> _GOAL_:
Convert the items from the line containing "Note: pick out each instance of the thin" through the end of the items into a two-column CSV with the headers "prompt" and "points". Give one row per item, with its text and its answer each in a single quoted field and line breaks replaced by spaces.

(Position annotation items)

-- BEGIN --

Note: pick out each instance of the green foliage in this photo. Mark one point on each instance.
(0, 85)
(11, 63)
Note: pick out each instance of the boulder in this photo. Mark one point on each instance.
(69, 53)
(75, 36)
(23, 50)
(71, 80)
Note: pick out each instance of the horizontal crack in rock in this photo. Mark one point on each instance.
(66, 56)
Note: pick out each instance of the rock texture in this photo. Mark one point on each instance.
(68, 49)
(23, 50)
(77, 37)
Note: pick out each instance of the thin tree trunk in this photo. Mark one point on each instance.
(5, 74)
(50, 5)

-- END --

> _REPLY TO THE TASK_:
prompt,points
"Note: pick out each instance of the thin tree trunk in this photo. Mark one point on each instance.","(5, 74) (50, 5)"